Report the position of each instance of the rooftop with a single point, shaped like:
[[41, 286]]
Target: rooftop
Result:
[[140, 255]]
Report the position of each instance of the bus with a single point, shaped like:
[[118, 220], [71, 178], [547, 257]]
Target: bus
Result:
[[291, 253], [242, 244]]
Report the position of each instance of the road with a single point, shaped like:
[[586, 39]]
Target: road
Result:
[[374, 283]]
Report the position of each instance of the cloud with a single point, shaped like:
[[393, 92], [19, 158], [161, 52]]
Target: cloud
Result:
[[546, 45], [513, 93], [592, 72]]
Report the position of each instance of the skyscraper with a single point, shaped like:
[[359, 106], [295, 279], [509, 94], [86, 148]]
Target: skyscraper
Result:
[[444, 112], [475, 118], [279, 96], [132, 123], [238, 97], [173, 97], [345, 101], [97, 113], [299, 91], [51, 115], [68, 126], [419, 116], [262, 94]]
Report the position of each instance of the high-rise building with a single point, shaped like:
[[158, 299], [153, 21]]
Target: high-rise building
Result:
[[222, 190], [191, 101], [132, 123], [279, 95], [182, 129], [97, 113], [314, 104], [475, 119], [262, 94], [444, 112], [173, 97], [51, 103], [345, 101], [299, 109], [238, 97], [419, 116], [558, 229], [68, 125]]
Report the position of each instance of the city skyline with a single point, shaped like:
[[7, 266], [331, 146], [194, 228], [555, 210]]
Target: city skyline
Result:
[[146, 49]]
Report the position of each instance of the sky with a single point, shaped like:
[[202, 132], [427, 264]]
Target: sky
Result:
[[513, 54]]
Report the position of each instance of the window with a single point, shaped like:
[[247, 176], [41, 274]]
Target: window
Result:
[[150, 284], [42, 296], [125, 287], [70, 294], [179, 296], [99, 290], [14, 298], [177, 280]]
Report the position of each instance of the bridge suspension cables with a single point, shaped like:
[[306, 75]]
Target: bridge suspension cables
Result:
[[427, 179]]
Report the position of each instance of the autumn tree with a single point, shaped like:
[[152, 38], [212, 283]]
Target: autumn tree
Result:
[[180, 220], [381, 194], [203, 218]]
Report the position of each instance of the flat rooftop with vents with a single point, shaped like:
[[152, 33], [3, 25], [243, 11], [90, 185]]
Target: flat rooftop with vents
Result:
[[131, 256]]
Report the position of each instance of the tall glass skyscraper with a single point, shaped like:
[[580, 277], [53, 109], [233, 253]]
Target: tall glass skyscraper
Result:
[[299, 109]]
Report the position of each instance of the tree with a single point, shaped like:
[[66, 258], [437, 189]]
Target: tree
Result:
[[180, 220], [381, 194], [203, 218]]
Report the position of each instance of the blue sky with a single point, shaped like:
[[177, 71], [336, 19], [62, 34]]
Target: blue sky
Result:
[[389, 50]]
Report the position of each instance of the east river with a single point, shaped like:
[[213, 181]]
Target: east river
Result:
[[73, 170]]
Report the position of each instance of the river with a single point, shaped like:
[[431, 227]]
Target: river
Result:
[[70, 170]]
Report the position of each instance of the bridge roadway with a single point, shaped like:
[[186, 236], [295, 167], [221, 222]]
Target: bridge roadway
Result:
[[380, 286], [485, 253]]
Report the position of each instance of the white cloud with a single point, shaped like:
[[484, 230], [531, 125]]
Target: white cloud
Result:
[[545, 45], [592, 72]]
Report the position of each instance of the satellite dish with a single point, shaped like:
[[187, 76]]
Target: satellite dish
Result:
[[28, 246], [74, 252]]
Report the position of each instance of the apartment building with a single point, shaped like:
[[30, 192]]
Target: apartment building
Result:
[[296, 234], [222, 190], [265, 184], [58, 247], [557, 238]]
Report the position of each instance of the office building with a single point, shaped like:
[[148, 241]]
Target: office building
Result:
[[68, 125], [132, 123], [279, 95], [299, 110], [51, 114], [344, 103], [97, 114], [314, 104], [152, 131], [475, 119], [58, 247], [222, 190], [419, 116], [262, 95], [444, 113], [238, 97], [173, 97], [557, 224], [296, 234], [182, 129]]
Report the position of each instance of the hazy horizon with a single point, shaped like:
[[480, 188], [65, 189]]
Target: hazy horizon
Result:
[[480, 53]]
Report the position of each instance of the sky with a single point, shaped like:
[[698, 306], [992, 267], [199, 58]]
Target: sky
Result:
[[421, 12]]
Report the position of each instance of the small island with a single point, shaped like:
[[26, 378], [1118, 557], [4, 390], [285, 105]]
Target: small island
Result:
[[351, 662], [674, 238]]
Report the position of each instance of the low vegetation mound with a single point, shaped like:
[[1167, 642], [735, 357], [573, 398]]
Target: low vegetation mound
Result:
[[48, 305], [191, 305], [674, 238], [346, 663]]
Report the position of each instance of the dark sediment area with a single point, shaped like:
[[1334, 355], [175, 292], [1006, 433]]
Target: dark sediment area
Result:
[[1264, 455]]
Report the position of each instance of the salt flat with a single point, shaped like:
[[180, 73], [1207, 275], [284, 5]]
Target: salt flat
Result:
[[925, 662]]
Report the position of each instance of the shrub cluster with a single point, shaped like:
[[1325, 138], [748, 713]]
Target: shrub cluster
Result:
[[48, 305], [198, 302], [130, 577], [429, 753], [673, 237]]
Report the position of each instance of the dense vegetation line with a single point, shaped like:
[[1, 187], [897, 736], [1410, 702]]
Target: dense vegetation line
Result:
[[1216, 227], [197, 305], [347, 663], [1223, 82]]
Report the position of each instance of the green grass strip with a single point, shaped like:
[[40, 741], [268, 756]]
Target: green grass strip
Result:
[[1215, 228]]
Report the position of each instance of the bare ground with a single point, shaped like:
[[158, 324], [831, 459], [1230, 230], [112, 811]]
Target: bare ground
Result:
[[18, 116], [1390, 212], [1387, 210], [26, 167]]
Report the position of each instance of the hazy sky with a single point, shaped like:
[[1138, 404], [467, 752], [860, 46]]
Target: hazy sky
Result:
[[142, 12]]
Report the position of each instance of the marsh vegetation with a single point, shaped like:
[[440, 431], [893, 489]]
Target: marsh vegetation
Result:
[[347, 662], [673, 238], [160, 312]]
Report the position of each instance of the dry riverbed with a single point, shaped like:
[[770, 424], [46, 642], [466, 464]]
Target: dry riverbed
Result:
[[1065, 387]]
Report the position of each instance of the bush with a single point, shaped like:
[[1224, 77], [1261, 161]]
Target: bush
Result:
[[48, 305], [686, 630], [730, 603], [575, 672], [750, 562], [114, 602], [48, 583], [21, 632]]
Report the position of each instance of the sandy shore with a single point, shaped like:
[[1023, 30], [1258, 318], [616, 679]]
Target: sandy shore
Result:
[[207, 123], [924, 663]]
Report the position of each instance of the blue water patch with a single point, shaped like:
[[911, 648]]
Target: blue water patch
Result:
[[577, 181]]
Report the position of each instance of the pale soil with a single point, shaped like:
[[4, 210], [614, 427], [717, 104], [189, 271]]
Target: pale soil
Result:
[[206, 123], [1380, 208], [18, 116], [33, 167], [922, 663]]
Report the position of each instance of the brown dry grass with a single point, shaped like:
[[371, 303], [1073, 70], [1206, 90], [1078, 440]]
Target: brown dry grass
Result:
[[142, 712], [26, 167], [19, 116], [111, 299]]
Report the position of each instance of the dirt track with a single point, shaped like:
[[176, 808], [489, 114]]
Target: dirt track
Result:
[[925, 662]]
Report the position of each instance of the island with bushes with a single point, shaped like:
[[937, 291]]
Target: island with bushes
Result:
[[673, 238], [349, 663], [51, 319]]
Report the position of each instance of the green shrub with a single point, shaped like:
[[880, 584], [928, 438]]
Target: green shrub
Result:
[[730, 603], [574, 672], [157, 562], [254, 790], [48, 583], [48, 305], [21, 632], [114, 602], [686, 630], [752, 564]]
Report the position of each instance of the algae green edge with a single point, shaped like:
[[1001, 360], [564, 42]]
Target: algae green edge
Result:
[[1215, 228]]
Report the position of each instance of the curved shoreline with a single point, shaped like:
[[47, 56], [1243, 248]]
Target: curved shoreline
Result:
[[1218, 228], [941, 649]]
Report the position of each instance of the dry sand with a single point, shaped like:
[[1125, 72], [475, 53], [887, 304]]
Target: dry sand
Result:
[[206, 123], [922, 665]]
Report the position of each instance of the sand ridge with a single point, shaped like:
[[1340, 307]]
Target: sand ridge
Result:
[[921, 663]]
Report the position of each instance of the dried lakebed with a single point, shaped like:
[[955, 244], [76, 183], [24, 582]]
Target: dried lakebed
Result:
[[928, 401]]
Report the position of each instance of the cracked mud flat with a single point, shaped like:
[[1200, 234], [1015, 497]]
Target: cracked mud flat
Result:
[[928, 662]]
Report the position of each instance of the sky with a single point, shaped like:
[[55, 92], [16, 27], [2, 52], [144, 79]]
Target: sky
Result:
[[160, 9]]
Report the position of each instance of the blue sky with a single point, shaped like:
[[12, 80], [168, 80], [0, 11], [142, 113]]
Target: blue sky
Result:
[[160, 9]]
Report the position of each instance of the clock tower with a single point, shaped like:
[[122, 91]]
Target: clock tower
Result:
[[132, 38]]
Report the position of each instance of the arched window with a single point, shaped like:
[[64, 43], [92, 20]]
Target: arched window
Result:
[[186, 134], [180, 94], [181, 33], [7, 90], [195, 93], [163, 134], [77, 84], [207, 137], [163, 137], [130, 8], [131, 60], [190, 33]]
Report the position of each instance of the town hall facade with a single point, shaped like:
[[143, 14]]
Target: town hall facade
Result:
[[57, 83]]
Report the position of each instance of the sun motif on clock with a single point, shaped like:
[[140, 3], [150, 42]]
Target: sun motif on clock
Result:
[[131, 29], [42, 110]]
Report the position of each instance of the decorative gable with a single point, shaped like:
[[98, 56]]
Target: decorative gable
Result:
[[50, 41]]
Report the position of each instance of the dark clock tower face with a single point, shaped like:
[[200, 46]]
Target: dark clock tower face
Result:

================

### Task objective
Write out again, unchanged, every line from the line containing "Report the position of each instance of the clock" to the final line of the material above.

### Complete response
Report the position of each instance of the clock tower with a single point, shaped like:
[[122, 91]]
Target: clock tower
Result:
[[132, 38]]
Report the position of each instance of the arched window with a single point, shaped like:
[[64, 43], [92, 20]]
Target: arched window
Result:
[[186, 134], [180, 94], [181, 33], [7, 90], [195, 93], [163, 134], [77, 84], [207, 137], [163, 137], [130, 8], [131, 60], [190, 33]]
Report the position of each instance of the town hall facade with a single point, shaped like:
[[143, 14]]
Target: town hall facade
Result:
[[57, 83]]
Report the position of each instance of the sun motif on clock with a single point, shaped like:
[[140, 3], [150, 42]]
Target: sun motif on clock
Result:
[[131, 29], [42, 110]]
Report the position of each instance of the decorative gable with a single point, shaped like:
[[98, 56]]
Target: decorative gable
Result:
[[50, 41]]
Report the position of each instance of the dark clock tower face with a single point, shaped like:
[[200, 46]]
Target: dark clock tower face
Result:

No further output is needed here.